Le voyage virtuel débute en vidéo, dans un sous-bois. Une musique douce, diffusée dans le casque, atténue les bruits ambiants. Le parcours se prolonge pendant plusieurs minutes. Immergé dans un environnement en 3D, le spectateur survole des ruisseaux et des montagnes. Le voyage s'achève comme un rêve dans les nuages, à côté d'un aigle en vol plané. La voix qui accompagne la vidéo invite le patient à se détendre, à orienter ses pensées vers le monde virtuel qui défile devant ses yeux. Le film crée un environnement propice à l'hypnose. Détaché de la réalité, le patient est prêt pour son opération chirurgicale. Ce type d'expérience est appelée à se diffuser dans les blocs opératoires. L'hypnosédation est une technique reconnue : importée de Suisse, elle se pratique dans les établissements de santé depuis les années 1970. Pour le patient, les impacts peuvent être bénéfiques : moins d'effets secondaires, moins de complications liées à l'anesthésie et un parcours post-opératoire plus facile.
En France, l'anesthésie concerne près de 6 millions de patients par an. Convaincu de son intérêt pour le système de soins, Hypno VR entend conquérir ce marché. « Le développement de l'hypnose en anesthésie est limité par le nombre insuffisant de médecins formés et par l'impossibilité pour un anesthésiste de suivre plusieurs patients en même temps, comme c'est le cas en anesthésie classique », souligne Denis Graff, le médecin strasbourgeois à l'origine de ce projet avec sa consoeur Chloé Chauvin.
Un business model qui repose sur les abonnements
Pour répondre aux souhaits des patients, Hypno VR a développé deux univers complémentaires qui constituent désormais une gamme de voyages hypnotiques : l'un se situe dans le monde sous-marin, l'autre sur une plage paradisiaque. Nicolas Schaettel, troisième cofondateur de la startup, a voulu porter un soin particulier aux images et à la bande sonore qui les accompagne : la réalisation est confiée à des prestataires externes. Les patients qui ont l'habitude de regarder des films américains en version française reconnaîtront la voix de Harrison Ford. Ou plus exactement celle de Richard Darbois, le comédien francophone qui assure ses doublages depuis trente ans. Les premiers dispositifs ont été commercialisés dans une dizaine d'établissements de soins en septembre 2018.
Lancée en 2016, Hypno VR a eu besoin de deux ans pour valider les études cliniques au CHU de Strasbourg et réaliser sa première levée de fonds de 700.000 euros auprès de Bpifrance et de business angels. Son modèle économique repose sur des abonnements au logiciel qui permet la lecture des images virtuelles. Pour un seul poste de travail, le tarif est de 99 euros par mois. Pour plusieurs postes en utilisation simultanée, le montant s'élève à 249 euros. Les lunettes 3D qui permettent de voir le film sont de type Oculus ou Samsung Gear : elles proviennent du marché grand public. Membre de la délégation du Grand-Est pour le CES à Las Vegas, la startup espère taper dans l'oeil des médias et accélérer son développement. « Nous voulons nous ouvrir au marché international, rechercher des clients et partenaires et analyser la concurrence dans l'univers de la réalité virtuelle »,détaille Nicolas Schaettel.

» QUESTIONS À TRAITER
[1] D'après l'article sur Hypno VR, combien de patients l'anesthésie concerne-t-elle chaque année en France ?
[2] Recopiez, dans l'article sur Hypno VR, le passage qui commence aux mots « Un business model » et se termine après les mots « en septembre 2018. ».
[3] Réécrivez sous forme de liste le paragraphe de l'article sur Hypno VR qui commence par « Lancée en 2016, Hypno VR », en conservant ses faits principaux.

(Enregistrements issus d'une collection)
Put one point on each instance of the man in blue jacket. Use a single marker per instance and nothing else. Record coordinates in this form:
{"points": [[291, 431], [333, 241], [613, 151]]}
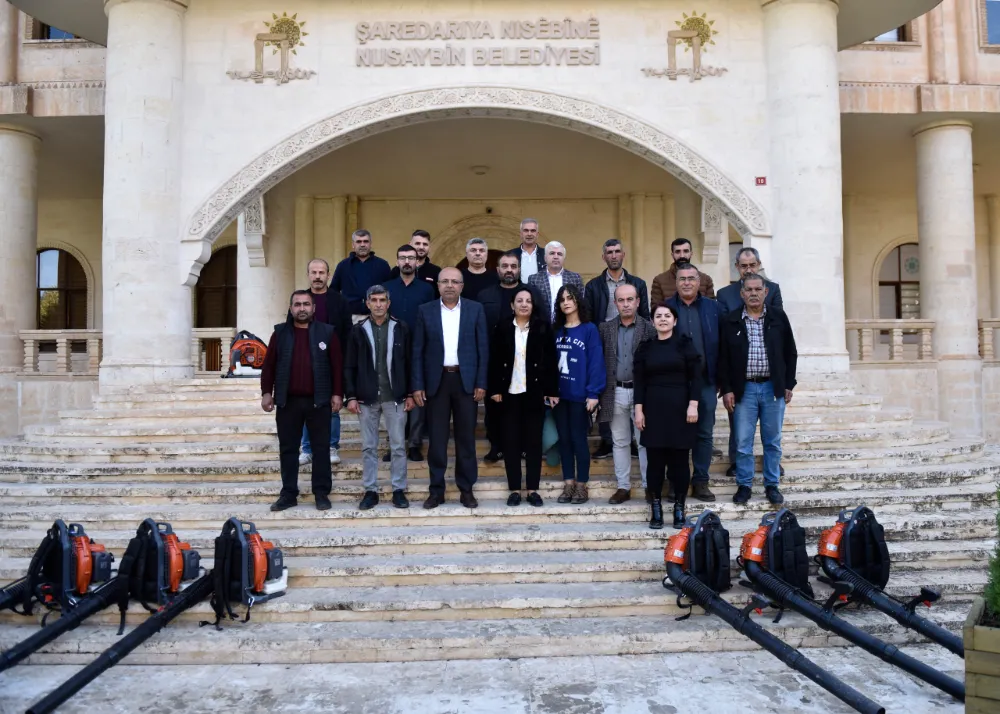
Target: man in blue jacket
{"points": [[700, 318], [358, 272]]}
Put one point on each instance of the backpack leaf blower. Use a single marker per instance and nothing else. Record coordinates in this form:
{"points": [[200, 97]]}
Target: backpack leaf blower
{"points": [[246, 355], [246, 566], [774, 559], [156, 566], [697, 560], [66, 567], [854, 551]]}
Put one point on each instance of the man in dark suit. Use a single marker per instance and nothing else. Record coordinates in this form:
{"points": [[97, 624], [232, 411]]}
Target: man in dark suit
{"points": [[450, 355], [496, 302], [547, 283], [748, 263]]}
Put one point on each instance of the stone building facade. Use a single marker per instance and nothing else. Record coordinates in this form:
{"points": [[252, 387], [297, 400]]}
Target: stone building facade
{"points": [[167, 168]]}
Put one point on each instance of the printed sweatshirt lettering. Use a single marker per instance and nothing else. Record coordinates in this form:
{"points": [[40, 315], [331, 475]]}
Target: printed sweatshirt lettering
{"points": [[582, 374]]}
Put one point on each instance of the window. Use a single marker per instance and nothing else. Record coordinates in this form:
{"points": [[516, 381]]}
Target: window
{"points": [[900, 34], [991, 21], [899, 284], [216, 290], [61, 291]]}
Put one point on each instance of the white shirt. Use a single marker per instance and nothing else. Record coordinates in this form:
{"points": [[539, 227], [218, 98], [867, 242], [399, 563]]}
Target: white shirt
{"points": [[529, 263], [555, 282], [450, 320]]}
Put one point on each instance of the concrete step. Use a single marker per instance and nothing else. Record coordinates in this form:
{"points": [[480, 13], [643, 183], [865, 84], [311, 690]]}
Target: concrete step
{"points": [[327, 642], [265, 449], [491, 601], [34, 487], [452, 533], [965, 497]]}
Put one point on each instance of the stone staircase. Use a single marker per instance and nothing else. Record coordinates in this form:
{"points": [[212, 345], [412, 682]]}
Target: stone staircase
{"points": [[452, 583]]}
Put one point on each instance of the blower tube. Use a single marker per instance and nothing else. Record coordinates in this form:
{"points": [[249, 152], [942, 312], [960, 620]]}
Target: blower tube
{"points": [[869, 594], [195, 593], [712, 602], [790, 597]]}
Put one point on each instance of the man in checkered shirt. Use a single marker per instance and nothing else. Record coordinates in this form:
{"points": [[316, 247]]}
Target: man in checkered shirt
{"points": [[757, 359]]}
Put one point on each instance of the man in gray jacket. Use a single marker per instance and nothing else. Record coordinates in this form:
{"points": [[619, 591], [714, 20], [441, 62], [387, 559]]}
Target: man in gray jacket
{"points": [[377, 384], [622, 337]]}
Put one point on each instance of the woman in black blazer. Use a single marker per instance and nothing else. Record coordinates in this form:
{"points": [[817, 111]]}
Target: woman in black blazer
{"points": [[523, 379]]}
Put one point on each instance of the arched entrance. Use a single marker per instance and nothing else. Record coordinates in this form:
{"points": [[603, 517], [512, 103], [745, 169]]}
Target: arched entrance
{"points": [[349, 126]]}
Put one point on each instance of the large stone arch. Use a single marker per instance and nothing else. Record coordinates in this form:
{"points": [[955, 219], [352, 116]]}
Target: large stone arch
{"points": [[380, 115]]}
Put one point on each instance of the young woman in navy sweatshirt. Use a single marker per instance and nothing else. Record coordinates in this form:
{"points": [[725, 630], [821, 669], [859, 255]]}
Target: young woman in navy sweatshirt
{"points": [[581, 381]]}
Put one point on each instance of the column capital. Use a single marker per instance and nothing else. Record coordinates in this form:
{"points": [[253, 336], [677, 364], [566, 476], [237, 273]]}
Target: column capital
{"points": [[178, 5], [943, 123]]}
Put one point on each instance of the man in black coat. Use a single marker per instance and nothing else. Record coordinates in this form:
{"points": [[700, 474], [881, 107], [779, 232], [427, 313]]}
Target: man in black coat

» RÉPONSES PAR NUMÉRO
[1] Près de 6 millions de patients par an.

[2]
Un business model qui repose sur les abonnements
Pour répondre aux souhaits des patients, Hypno VR a développé deux univers complémentaires qui constituent désormais une gamme de voyages hypnotiques : l'un se situe dans le monde sous-marin, l'autre sur une plage paradisiaque. Nicolas Schaettel, troisième cofondateur de la startup, a voulu porter un soin particulier aux images et à la bande sonore qui les accompagne : la réalisation est confiée à des prestataires externes. Les patients qui ont l'habitude de regarder des films américains en version française reconnaîtront la voix de Harrison Ford. Ou plus exactement celle de Richard Darbois, le comédien francophone qui assure ses doublages depuis trente ans. Les premiers dispositifs ont été commercialisés dans une dizaine d'établissements de soins en septembre 2018.

[3]
- Hypno VR a été lancée en 2016.
- Il lui a fallu deux ans pour valider les études cliniques au CHU de Strasbourg et réaliser une première levée de fonds de 700.000 euros auprès de Bpifrance et de business angels.
- Son modèle économique repose sur des abonnements au logiciel de lecture des images virtuelles : 99 euros par mois pour un seul poste, 249 euros pour plusieurs postes en utilisation simultanée.
- Les lunettes 3D utilisées sont de type Oculus ou Samsung Gear et proviennent du marché grand public.
- Membre de la délégation du Grand-Est pour le CES à Las Vegas, la startup espère attirer l'attention des médias et accélérer son développement.
- Selon Nicolas Schaettel, elle veut s'ouvrir au marché international, rechercher des clients et partenaires et analyser la concurrence dans l'univers de la réalité virtuelle.